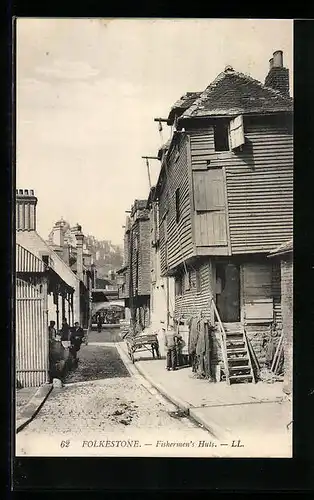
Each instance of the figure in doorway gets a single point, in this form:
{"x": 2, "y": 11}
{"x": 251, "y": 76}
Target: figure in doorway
{"x": 65, "y": 333}
{"x": 99, "y": 323}
{"x": 171, "y": 349}
{"x": 52, "y": 331}
{"x": 76, "y": 338}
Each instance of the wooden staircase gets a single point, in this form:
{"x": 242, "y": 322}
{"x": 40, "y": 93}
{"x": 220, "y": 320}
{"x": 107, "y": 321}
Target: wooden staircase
{"x": 238, "y": 355}
{"x": 235, "y": 351}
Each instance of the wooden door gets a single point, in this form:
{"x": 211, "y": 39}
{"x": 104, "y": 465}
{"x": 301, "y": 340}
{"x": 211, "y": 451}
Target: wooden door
{"x": 228, "y": 292}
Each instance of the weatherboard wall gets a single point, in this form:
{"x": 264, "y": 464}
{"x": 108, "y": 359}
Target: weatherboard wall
{"x": 259, "y": 183}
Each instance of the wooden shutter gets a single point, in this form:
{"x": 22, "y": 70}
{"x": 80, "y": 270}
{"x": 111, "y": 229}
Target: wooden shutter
{"x": 257, "y": 291}
{"x": 209, "y": 191}
{"x": 237, "y": 138}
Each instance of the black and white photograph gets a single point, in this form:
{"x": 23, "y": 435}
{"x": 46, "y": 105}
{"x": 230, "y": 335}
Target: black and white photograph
{"x": 153, "y": 235}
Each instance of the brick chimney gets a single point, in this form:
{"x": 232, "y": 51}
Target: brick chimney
{"x": 79, "y": 251}
{"x": 58, "y": 232}
{"x": 26, "y": 203}
{"x": 278, "y": 76}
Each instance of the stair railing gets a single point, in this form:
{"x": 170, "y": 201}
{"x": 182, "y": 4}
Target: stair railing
{"x": 223, "y": 340}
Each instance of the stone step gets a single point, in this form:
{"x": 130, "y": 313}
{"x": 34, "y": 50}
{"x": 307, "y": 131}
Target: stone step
{"x": 236, "y": 350}
{"x": 240, "y": 359}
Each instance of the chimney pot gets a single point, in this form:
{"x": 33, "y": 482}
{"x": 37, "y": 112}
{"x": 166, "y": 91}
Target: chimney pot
{"x": 25, "y": 210}
{"x": 278, "y": 59}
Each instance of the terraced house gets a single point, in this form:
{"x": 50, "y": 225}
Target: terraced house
{"x": 225, "y": 197}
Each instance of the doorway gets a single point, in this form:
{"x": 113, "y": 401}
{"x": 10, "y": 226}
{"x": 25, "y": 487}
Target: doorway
{"x": 228, "y": 292}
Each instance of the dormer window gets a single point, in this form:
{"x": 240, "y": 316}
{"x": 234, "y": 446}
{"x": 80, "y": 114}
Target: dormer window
{"x": 221, "y": 135}
{"x": 237, "y": 138}
{"x": 229, "y": 135}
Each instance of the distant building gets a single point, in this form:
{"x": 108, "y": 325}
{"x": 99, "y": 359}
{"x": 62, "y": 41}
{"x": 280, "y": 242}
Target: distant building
{"x": 69, "y": 243}
{"x": 134, "y": 279}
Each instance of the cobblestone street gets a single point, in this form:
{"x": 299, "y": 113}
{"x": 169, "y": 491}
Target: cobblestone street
{"x": 101, "y": 401}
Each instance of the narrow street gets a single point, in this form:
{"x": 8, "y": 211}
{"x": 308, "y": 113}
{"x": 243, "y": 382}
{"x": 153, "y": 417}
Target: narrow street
{"x": 105, "y": 401}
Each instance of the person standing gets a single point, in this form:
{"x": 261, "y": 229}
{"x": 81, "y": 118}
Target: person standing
{"x": 65, "y": 334}
{"x": 52, "y": 330}
{"x": 170, "y": 345}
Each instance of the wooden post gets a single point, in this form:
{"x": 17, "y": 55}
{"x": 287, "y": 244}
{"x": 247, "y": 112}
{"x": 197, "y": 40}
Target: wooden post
{"x": 69, "y": 309}
{"x": 63, "y": 306}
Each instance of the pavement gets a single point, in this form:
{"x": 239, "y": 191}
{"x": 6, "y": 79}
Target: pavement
{"x": 258, "y": 415}
{"x": 28, "y": 402}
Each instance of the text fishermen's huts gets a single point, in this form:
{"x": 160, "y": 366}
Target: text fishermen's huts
{"x": 59, "y": 304}
{"x": 134, "y": 276}
{"x": 225, "y": 196}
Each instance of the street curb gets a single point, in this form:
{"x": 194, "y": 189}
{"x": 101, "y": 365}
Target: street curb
{"x": 217, "y": 431}
{"x": 31, "y": 409}
{"x": 183, "y": 405}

-- -- --

#### [Written instruction]
Every line from the one holding "Each instance of the person" through the final line of the listing must be echoed exactly; leave out all other lines.

#### [Complete response]
Each instance of the person standing gets a single point, in this form:
{"x": 261, "y": 229}
{"x": 81, "y": 118}
Target: person standing
{"x": 65, "y": 334}
{"x": 52, "y": 330}
{"x": 170, "y": 345}
Each instance of the wooden post gets a single point, in this form:
{"x": 17, "y": 55}
{"x": 287, "y": 244}
{"x": 247, "y": 112}
{"x": 197, "y": 40}
Target: wooden post
{"x": 69, "y": 309}
{"x": 63, "y": 306}
Each instance of the pavement gets a single point, in this form:
{"x": 239, "y": 191}
{"x": 6, "y": 79}
Target: pavement
{"x": 258, "y": 415}
{"x": 28, "y": 402}
Each instance of the text fishermen's huts gets a single point, in this form:
{"x": 160, "y": 366}
Target: text fishermen's huts
{"x": 59, "y": 304}
{"x": 134, "y": 276}
{"x": 225, "y": 196}
Each instance of the street curb gets a single point, in this form:
{"x": 194, "y": 189}
{"x": 101, "y": 365}
Target: street curb
{"x": 217, "y": 431}
{"x": 31, "y": 409}
{"x": 183, "y": 405}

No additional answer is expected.